## begin TEXT TO READ

Clarence PATTERSON v. COMMISSIONER OF CORRECTION.
The petitioner, Clarence Patterson, appeals following the partial denial of his petition for certification to appeal from the judgment of the habeas court denying his petition for a writ of habeas corpus. In this appeal, the petitioner claims that the habeas court (1) abused its discretion in denying in part his petition for certification to appeal, and (2) improperly determined that his trial counsel did not render ineffective assistance. We dismiss the appeal.
The following facts are relevant to our disposition of this case. The underlying criminal charges arose from a residential burglary that occurred on November 2, 2004. The petitioner was charged with burglary in the third degree in violation of General Statutes § 53a–103, larceny in the fourth degree in violation of General Statutes § 53a–125, and criminal mischief in the third degree in violation of General Statutes § 53a–117.
On the afternoon of March 31, 2008, the petitioner accepted a plea agreement of three years incarceration to run consecutively to his “present sentence” in exchange for guilty pleas on all of the charges. (Emphasis added.) The court, B. Kaplan, J., thoroughly canvassed the petitioner and determined that his plea was “knowingly and voluntarily made with the assistance of competent counsel. Thereafter, it sentenced the petitioner, as agreed, to a total effective sentence of three years to run consecutive to his present sentence.” (Emphasis added.)
At the time that the petitioner entered into the plea agreement, he was serving a five year sentence stemming from guilty pleas entered on March 30, 2006, in Stamford (Stamford sentence). Additionally, he was serving a three year sentence stemming from guilty pleas entered on February 22, 2006, in Norwalk (Norwalk sentence). The sentences were running concurrently.
The judgment mittimus provided that the petitioner's sentence was to run consecutively to his “present sentence,” but it did not specifically refer to either his Norwalk or Stamford sentence. Consistent with its practice, the Department of Correction interpreted the judgment mittimus as referring to the petitioner's controlling sentence—that is, the longer sentence that he was serving. Accordingly, the petitioner's sentence pursuant to the subject plea agreement was three years incarceration to run consecutively to his five year Stamford sentence.
On August 13, 2010, the petitioner filed an amended petition for a writ of habeas corpus, alleging, in pertinent part, ineffective assistance of his trial counsel, Tina Sypek D'Amato. The petitioner alleged that D'Amato failed to clarify whether the plea agreement was consecutive to his Norwalk or Stamford sentence. Consequently, he alleged “that in agreeing to accept a sentence of three years consecutive to his ‘present sentence,’ he agreed to accept a three year sentence that would run consecutive to the three year [Norwalk sentence] ․ as opposed to running consecutive to the five year [Stamford] sentence․” Because he believed that he would be incarcerated for a total of six years, rather than a total of eight years, he alleged that D'Amato rendered deficient performance by failing to ensure that his guilty pleas were knowing, intelligent, and voluntary. He contends that absent D'Amato's deficient performance, he would have rejected the plea agreement and proceeded to trial.

## end TEXT TO READ
## begin INFORMATION GIVEN

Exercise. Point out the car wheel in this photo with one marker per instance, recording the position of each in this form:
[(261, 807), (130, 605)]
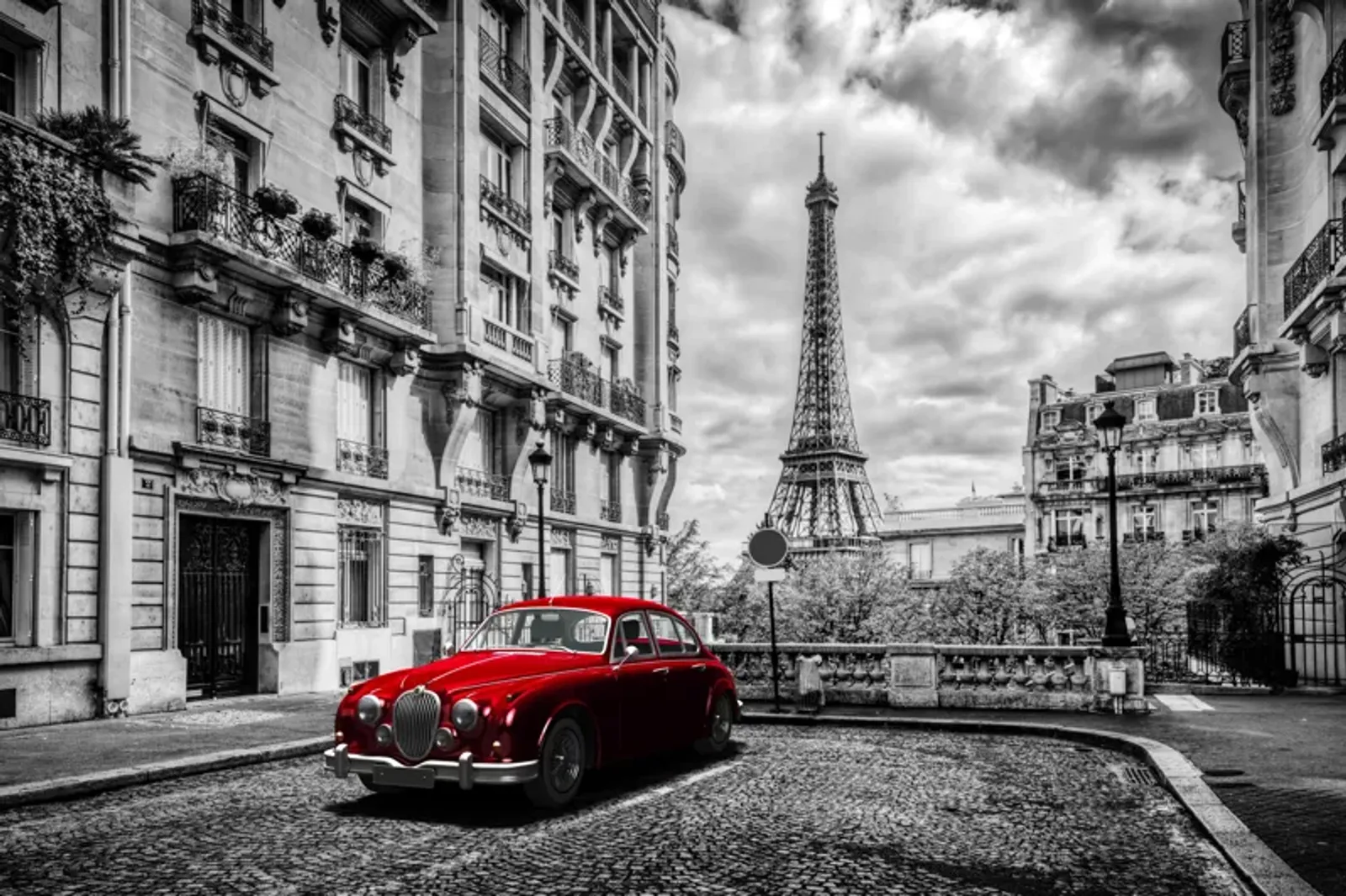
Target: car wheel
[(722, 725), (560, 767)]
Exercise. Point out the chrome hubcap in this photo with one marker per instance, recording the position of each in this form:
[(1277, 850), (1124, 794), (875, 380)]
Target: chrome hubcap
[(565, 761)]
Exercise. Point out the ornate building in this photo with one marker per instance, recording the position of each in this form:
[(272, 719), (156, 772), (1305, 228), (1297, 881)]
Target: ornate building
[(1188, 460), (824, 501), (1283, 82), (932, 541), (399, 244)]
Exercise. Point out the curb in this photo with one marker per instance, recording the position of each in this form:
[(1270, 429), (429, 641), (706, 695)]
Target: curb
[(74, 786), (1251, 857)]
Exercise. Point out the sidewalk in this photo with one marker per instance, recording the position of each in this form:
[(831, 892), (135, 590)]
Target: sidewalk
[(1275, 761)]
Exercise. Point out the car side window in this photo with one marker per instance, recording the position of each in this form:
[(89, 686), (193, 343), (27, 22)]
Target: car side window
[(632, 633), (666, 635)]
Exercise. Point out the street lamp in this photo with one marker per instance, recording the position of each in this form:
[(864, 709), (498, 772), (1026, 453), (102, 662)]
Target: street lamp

## end INFORMATION GIVEN

### REQUIRED WORK
a) Repeat the court opinion verbatim, starting with "The following facts" and going on through "Statutes § 53a–117.".
b) According to the court opinion, on what date did the residential burglary behind the criminal charges occur?
c) Take the court opinion further, picking up after its final sentence.

### RESPONSES TO THE EXERCISE
a)
The following facts are relevant to our disposition of this case. The underlying criminal charges arose from a residential burglary that occurred on November 2, 2004. The petitioner was charged with burglary in the third degree in violation of General Statutes § 53a–103, larceny in the fourth degree in violation of General Statutes § 53a–125, and criminal mischief in the third degree in violation of General Statutes § 53a–117.

b) November 2, 2004

c)
Following a two day trial, the habeas court, Mullarkey, J., issued a memorandum of decision denying the petitioner's amended petition for a writ of habeas corpus. It determined that D'Amato did not render ineffective assistance because her performance was not deficient and the petitioner failed to demonstrate prejudice. With respect to D'Amato's performance, the habeas court found that she never told the petitioner that his sentence pursuant to the plea agreement would run consecutively to his three year Norwalk sentence. The court additionally determined that the petitioner knew that he was serving both the Norwalk and Stamford sentences, but that despite this knowledge, he failed to request clarification as to what constituted his “present sentence” prior to accepting the plea agreement. The court ultimately determined that in light of his criminal history, the petitioner was highly familiar with the sentencing process and, therefore, his testimony that he misunderstood the terms of the plea agreement was not credible.1 The petitioner filed a petition for certification to appeal, which the habeas court partially denied on May 17, 2011.2 This appeal followed.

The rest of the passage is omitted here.